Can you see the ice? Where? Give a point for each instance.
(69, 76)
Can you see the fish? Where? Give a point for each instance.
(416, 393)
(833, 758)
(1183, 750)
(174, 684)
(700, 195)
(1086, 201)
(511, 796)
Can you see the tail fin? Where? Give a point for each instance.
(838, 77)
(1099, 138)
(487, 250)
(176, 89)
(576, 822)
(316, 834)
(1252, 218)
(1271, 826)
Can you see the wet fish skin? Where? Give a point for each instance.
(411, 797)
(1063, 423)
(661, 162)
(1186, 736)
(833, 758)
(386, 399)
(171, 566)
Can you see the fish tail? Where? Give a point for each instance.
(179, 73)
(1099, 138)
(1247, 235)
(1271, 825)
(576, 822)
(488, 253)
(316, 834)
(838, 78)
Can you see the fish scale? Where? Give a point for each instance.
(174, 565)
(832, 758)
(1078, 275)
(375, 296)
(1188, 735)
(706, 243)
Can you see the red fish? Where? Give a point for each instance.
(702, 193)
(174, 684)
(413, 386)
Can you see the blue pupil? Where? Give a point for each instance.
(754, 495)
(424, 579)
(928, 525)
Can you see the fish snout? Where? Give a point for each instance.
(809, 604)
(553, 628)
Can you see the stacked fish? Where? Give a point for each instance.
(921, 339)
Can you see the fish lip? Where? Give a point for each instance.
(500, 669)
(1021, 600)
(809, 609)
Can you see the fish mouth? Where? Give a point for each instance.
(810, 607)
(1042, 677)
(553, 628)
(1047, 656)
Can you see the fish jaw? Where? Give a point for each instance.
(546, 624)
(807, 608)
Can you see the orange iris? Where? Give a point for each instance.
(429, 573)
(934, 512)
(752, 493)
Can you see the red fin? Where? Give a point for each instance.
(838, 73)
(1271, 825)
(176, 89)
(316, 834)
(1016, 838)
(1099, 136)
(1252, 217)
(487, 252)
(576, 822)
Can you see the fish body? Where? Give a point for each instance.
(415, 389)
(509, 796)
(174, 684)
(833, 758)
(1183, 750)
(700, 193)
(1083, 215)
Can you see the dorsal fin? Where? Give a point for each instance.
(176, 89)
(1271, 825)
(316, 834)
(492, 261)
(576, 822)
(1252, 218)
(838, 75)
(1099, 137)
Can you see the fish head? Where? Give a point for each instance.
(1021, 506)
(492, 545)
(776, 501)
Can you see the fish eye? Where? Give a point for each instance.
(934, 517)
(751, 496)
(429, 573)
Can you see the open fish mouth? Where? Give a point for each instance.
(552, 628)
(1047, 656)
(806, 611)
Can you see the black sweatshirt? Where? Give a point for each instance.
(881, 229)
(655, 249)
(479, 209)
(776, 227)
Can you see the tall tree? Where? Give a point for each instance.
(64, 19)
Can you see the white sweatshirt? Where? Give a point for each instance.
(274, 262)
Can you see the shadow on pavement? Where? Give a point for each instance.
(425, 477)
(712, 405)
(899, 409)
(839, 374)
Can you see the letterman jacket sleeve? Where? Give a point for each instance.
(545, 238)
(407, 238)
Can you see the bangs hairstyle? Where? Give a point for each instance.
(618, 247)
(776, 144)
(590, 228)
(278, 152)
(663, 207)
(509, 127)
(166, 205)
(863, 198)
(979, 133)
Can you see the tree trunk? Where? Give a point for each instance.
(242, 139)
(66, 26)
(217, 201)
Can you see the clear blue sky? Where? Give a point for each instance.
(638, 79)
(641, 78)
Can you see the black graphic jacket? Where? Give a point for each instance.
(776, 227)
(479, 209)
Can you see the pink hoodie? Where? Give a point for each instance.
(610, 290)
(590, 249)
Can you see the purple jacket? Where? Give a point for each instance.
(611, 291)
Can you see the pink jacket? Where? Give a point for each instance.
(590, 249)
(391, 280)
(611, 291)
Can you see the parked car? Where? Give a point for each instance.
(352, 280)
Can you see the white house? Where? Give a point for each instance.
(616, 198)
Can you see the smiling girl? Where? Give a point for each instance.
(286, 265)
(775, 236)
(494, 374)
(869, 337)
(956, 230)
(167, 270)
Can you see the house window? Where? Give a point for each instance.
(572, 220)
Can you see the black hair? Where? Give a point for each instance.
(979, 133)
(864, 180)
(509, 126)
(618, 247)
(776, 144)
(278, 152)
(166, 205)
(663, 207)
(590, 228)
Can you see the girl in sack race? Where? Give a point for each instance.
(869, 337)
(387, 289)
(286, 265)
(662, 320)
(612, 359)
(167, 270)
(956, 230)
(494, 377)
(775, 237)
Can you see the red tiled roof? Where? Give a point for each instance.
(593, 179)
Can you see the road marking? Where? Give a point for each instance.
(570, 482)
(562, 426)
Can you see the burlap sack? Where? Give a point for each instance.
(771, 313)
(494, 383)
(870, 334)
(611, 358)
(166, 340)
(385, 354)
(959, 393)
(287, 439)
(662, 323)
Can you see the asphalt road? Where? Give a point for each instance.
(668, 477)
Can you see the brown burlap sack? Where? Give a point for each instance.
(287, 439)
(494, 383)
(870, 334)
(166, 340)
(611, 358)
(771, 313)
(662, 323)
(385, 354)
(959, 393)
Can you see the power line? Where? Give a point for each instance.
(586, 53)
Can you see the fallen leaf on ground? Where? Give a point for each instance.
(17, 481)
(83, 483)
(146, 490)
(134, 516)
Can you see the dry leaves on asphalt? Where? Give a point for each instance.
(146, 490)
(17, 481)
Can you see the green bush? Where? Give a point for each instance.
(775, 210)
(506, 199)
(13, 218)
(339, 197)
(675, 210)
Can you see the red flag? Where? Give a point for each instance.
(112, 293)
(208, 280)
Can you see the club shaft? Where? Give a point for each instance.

→ **Goal**
Write out again, exactly, the lines from the one holding "Can you see the asphalt" through the end of the listing, with both ends included.

→ **Final answer**
Can you see the asphalt road? Where? Give a point for each instance.
(668, 477)
Can you see the brown burlap sack? Where? Give a point for each instance.
(287, 439)
(494, 383)
(870, 334)
(166, 340)
(611, 358)
(771, 313)
(662, 323)
(385, 354)
(959, 393)
Can you see the power line? Where? Give a point for each instance.
(586, 53)
Can you see the fallen leaf on ground? Where? Give a point for each instance.
(17, 481)
(83, 483)
(146, 490)
(134, 516)
Can you see the dry leaves on asphalt? Where? Give a point for each instance.
(146, 490)
(17, 481)
Can you see the green bush? Where? Give a point for each instance.
(775, 210)
(506, 199)
(13, 218)
(339, 197)
(675, 210)
Can you see the red flag? Where? Give a point for each instance.
(112, 293)
(208, 280)
Can you see the club shaft? Where? Give a point for each instance.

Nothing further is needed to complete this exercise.